REQUIRED WORK. As output, give the exact lines from the one containing "Point to the glass" through the end of the listing below, both included, without the pictures.

DATASET RECORDS.
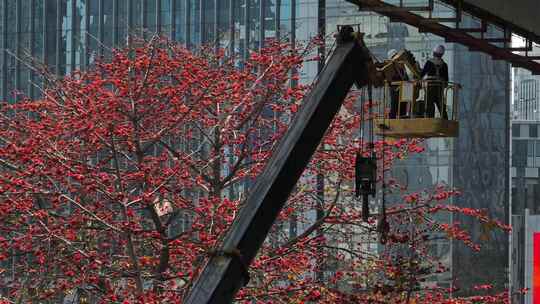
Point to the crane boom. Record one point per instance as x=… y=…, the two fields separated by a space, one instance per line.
x=226 y=271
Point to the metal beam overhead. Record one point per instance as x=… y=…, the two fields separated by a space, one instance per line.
x=450 y=34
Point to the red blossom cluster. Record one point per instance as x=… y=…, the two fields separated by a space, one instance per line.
x=120 y=182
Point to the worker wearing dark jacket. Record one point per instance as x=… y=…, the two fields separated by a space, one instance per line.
x=435 y=71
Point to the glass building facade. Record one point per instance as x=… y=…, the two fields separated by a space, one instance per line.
x=70 y=34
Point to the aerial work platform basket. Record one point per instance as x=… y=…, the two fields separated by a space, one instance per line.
x=419 y=109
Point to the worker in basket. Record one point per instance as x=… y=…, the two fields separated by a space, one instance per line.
x=435 y=72
x=399 y=75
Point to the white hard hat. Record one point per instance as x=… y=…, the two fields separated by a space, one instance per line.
x=439 y=50
x=391 y=53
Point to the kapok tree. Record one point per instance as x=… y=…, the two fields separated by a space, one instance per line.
x=121 y=180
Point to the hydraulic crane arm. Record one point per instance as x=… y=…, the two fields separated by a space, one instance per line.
x=226 y=271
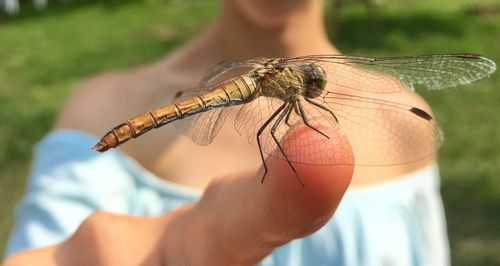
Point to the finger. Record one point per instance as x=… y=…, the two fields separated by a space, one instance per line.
x=240 y=221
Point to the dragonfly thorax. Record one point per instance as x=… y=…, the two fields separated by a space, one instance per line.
x=314 y=80
x=288 y=82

ANSWER BOX.
Point to the glass building facade. Record one point per instance as x=… y=…, the two fields separated by a space, one instance per line.
x=70 y=34
Point to the aerial work platform basket. Record one point per instance as x=… y=…, the two fields separated by a space, one instance per line.
x=419 y=109
Point to the worker in basket. Record one point per instance as x=… y=…, the two fields separated by a space, one instance per line.
x=435 y=72
x=399 y=75
Point to the white hard hat. Record one point per instance as x=… y=…, the two fields separated by a space, one instance per line.
x=439 y=50
x=391 y=53
Point to the kapok tree. Record one point per instance as x=… y=…, the two fields separated by a space, one instance per line.
x=121 y=180
Point to the hydraulic crane arm. Record one point per instance as x=… y=…, the two fields separated by a space, one instance per line.
x=226 y=271
Point to the finger. Record one point per instance as x=… y=…, the two fields separated by a space, one instance per line.
x=240 y=221
Point to the dragonfly thorax. Record one point per instance as x=… y=…, the two fields separated by a space, one instance per line.
x=314 y=80
x=288 y=82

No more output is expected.